● **Data records**
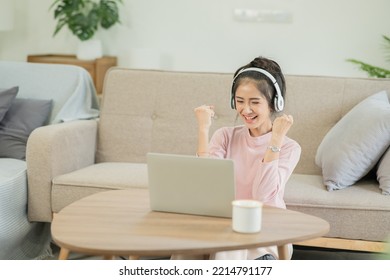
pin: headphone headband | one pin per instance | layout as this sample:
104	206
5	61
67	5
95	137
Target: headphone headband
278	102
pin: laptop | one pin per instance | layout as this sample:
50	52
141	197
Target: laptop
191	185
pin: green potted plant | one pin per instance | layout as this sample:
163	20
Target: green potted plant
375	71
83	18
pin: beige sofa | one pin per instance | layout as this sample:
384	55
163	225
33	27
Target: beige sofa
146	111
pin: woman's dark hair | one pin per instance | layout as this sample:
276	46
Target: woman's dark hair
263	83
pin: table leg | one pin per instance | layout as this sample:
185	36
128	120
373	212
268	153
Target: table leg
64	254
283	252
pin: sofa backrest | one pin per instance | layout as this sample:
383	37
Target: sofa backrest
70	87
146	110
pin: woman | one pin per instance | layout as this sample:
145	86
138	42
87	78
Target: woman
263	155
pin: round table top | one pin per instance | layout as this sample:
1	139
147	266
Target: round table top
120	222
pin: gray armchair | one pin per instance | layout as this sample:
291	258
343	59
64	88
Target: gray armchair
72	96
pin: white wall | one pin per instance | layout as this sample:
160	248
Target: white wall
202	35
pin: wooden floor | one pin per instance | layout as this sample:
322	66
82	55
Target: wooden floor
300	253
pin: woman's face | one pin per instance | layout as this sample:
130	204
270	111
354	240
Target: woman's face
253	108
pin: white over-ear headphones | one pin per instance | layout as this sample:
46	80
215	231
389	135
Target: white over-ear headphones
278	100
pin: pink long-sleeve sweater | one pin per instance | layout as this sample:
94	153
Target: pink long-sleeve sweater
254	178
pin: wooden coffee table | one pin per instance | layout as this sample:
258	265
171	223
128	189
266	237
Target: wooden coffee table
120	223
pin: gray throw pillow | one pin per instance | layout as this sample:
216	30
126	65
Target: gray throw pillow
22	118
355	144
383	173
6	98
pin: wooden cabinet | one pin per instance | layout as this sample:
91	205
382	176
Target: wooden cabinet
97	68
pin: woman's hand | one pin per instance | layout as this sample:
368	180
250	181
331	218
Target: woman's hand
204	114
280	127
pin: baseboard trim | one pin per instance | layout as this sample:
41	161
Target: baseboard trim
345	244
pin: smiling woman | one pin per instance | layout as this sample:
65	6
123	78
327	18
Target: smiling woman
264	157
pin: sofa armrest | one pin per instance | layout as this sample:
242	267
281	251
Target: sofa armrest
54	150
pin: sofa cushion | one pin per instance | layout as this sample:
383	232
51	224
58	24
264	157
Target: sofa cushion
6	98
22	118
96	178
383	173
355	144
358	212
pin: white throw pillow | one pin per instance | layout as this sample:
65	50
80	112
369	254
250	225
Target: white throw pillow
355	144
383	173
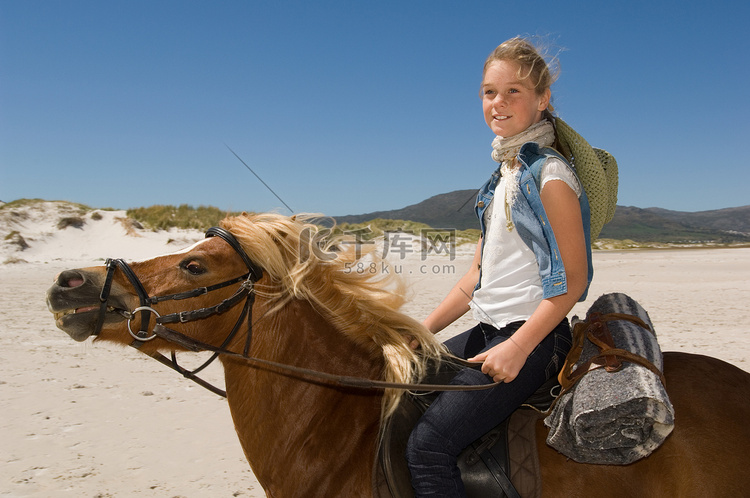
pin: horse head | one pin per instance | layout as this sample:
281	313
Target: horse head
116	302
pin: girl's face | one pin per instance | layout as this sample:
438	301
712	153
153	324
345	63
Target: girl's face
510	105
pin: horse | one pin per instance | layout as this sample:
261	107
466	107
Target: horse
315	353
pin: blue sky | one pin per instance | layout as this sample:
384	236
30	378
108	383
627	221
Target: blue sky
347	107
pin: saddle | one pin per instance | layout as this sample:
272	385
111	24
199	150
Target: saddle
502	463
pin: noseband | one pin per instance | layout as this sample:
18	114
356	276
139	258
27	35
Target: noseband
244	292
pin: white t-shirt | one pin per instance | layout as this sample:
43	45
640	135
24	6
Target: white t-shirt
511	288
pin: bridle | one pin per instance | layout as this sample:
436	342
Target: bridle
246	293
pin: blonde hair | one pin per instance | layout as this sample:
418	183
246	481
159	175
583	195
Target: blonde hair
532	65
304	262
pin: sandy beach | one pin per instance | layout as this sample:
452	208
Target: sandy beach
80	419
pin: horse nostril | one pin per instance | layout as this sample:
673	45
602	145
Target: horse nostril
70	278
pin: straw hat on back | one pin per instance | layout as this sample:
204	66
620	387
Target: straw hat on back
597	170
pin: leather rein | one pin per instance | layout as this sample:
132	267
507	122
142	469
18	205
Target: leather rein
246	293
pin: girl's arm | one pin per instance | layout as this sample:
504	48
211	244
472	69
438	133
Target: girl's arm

...

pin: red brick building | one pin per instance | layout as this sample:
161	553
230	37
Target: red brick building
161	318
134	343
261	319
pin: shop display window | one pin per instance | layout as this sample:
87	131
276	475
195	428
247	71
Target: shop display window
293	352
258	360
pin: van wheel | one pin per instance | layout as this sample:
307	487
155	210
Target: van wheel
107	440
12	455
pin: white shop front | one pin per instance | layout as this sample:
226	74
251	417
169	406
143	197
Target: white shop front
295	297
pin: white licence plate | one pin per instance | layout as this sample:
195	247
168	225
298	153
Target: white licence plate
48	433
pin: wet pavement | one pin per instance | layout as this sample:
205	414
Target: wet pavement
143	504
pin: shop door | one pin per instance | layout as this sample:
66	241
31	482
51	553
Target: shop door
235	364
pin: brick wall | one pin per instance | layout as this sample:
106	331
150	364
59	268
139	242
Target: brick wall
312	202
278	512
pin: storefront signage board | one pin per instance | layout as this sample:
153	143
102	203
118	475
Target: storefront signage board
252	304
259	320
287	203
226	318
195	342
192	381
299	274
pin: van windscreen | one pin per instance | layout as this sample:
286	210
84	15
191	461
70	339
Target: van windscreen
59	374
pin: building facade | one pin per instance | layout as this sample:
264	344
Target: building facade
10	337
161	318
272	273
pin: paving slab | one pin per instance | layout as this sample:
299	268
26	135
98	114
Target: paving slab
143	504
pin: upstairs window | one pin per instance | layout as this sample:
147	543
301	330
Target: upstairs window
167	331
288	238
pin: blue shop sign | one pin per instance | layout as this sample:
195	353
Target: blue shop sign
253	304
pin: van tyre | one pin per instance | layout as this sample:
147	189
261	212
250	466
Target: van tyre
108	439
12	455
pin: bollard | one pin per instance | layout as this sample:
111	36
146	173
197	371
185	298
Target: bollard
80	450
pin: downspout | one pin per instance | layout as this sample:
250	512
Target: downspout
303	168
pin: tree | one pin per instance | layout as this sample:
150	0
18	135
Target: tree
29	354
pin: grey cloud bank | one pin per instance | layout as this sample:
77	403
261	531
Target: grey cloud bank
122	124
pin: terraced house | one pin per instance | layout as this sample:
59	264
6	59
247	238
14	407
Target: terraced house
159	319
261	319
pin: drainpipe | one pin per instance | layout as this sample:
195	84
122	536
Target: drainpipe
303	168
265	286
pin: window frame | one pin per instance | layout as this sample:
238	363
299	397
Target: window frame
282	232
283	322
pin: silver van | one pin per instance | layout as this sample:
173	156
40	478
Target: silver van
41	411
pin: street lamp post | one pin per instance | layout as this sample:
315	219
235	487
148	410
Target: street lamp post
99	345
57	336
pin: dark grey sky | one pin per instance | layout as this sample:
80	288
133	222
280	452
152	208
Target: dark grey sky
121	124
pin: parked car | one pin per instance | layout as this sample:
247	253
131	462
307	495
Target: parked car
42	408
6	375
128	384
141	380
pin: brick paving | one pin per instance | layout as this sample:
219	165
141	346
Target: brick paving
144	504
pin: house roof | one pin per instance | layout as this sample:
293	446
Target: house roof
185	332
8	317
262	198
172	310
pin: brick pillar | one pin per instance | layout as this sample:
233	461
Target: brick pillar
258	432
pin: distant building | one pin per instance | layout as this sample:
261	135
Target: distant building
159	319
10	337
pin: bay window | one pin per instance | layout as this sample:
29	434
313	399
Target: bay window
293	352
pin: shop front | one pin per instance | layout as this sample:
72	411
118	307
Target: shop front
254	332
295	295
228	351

---

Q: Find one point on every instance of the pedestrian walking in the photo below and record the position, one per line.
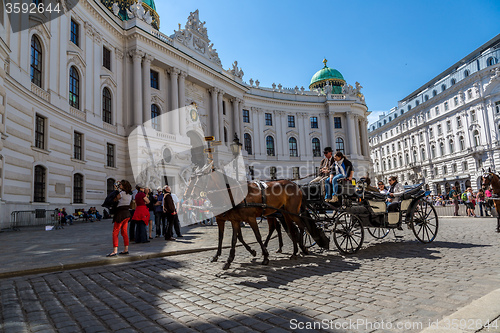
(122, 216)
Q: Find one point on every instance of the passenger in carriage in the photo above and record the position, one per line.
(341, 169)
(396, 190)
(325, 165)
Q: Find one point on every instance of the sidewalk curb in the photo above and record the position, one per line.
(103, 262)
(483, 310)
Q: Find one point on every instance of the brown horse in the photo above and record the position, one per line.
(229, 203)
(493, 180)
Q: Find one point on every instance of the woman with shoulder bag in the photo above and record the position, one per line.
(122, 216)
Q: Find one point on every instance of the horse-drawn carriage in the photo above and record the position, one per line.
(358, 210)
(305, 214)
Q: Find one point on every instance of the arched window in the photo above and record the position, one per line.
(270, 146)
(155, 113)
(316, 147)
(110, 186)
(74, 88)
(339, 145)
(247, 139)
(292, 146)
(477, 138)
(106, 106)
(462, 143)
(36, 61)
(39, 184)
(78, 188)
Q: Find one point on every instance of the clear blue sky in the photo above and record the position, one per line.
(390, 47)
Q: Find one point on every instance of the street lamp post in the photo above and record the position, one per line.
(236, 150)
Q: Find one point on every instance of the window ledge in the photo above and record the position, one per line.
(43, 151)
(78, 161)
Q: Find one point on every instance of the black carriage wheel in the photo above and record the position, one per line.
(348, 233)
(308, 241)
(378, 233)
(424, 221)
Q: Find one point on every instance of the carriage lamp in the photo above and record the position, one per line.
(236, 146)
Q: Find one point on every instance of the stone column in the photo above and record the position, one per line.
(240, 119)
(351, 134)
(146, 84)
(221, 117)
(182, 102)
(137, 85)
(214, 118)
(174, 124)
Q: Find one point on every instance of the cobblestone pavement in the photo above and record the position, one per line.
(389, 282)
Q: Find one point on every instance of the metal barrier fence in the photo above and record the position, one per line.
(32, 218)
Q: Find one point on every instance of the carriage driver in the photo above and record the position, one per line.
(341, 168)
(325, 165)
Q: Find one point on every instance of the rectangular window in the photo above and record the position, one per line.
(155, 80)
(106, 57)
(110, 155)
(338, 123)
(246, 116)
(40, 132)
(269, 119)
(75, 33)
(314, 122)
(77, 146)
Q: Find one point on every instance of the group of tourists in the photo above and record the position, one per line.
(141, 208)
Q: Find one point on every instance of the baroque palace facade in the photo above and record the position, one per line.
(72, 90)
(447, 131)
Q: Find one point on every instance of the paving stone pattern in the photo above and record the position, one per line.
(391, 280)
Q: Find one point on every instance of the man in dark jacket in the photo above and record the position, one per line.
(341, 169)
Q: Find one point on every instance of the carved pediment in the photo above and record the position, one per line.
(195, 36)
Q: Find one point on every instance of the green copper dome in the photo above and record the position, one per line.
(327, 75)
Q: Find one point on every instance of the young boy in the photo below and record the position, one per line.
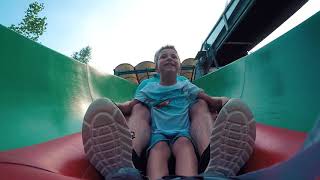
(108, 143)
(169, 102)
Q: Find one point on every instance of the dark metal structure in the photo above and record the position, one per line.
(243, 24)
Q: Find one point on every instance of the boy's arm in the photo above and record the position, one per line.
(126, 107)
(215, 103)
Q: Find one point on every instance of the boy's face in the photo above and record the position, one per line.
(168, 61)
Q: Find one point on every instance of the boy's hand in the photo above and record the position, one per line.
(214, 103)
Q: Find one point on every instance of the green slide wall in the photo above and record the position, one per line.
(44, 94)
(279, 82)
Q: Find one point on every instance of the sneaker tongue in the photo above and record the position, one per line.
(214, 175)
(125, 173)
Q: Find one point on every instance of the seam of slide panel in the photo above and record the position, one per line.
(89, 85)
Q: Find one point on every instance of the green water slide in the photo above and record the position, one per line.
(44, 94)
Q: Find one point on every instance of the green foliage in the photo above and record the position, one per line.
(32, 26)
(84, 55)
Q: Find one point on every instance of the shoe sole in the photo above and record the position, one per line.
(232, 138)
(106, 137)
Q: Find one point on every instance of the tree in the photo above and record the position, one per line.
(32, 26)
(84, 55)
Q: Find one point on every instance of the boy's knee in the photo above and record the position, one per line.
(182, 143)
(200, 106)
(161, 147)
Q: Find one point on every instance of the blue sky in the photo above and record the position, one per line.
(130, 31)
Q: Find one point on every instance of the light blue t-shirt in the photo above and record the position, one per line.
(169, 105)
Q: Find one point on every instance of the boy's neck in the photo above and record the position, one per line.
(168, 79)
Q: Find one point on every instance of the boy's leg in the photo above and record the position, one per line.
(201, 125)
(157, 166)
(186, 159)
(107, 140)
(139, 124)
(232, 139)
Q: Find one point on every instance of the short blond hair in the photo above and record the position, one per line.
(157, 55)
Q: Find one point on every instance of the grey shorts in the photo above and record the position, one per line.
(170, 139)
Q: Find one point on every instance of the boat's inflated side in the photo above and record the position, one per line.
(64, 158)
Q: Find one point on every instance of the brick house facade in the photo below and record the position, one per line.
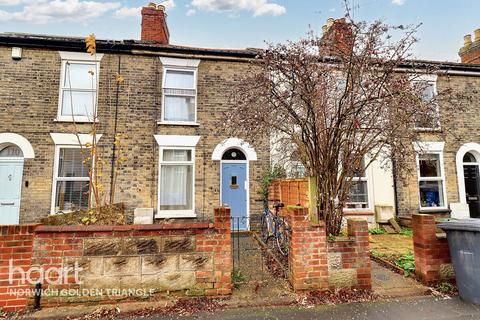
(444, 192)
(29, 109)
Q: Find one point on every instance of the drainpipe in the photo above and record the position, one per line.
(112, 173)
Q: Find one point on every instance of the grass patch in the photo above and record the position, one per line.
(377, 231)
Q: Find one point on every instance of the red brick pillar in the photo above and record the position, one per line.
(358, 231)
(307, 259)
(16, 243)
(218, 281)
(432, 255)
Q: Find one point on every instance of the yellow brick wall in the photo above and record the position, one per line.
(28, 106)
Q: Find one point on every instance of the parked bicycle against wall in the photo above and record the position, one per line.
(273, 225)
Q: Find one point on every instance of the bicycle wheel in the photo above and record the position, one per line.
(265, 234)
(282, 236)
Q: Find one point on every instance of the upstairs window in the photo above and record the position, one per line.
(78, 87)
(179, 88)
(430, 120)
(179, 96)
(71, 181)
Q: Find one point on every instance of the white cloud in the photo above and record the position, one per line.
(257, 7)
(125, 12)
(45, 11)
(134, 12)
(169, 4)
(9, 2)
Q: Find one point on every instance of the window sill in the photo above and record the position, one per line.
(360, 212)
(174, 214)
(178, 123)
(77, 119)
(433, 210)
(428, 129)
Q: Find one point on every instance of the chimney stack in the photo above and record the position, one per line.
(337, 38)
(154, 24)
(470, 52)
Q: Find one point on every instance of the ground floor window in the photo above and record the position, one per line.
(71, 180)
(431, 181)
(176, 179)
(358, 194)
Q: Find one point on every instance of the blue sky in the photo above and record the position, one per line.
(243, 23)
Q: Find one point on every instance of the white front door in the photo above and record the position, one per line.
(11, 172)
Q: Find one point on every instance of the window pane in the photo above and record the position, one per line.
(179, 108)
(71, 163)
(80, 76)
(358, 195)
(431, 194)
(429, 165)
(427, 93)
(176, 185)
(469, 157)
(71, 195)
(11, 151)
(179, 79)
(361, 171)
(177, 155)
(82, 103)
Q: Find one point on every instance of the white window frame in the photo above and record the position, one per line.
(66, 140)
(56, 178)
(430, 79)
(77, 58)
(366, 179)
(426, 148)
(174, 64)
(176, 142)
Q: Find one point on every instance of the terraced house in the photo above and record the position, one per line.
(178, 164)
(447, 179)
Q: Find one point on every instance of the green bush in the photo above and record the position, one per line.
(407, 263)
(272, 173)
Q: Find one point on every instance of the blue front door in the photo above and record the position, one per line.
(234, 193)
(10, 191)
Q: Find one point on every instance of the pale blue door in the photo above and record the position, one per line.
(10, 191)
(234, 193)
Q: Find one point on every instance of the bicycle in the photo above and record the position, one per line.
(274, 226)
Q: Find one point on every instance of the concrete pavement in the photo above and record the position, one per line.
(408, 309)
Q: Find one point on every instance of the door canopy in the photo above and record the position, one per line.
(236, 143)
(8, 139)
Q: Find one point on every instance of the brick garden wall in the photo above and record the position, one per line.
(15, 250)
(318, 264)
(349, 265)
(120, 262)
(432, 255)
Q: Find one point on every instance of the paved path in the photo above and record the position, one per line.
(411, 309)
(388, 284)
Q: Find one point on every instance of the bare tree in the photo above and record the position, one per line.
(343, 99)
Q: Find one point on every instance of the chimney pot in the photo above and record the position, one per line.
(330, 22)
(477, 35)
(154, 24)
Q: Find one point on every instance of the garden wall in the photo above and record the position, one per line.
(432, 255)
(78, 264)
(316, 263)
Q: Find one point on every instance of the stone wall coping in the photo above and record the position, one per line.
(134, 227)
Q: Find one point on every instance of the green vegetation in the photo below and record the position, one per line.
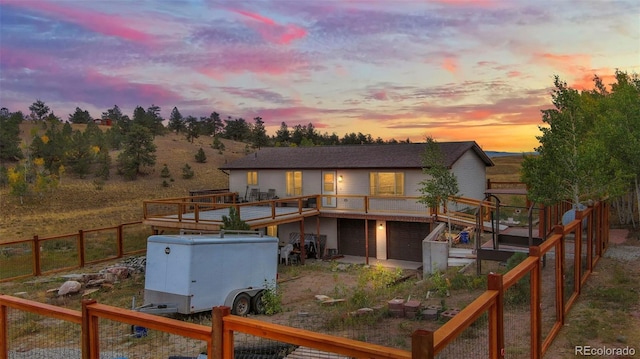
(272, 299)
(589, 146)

● **Task objective**
Could you set down, exactly as written, the lines above between the one holding "pin: girl's face" and the one holding "Target: girl's arm", inclusive, and nothing more?

● **Your response**
pin: girl's face | one pin per instance | layout as this sample:
438	301
712	153
153	324
345	63
Target: girl's face
510	105
pin: horse | one pin per instance | layout as this sample:
261	107
466	107
Target: horse
315	353
pin: blue sky | one pin per instance | layout as this sample:
384	236
30	378
108	383
627	221
Target: blue sky
347	107
pin: saddle | one pin per instance | layout as this sample:
272	385
111	24
199	150
Target: saddle
502	463
pin: noseband | one pin per instance | layout as this sample:
18	114
356	276
139	258
27	35
Target: noseband
244	292
pin: white t-shirt | one pin per instance | layout as this sample:
43	45
640	135
24	6
Target: white t-shirt
511	288
pin: bridle | one pin per instance | layout as this sample:
436	342
Target: bridle
246	293
pin: blonde hair | one pin per instance | layout as this sample:
418	183
246	481
159	175
583	195
Target: blonde hair
532	65
304	262
pin: sandy beach | one pin per instance | layout as this sample:
452	208
Target: sandy beach
80	419
pin: horse nostril | one pin per instance | layout as this sample:
673	45
602	145
Target: horse nostril
70	278
pin: straw hat on back | one pin per instance | layout as this sample:
204	66
620	387
Target: straw hat on back
597	170
pin: leather rein | one pin per instance | layout as this sample:
132	267
507	122
142	469
18	205
Target: leather rein
246	293
pin: girl's arm | one pin per instance | layout as this sample:
504	48
211	244
472	69
438	133
Target: girl's arm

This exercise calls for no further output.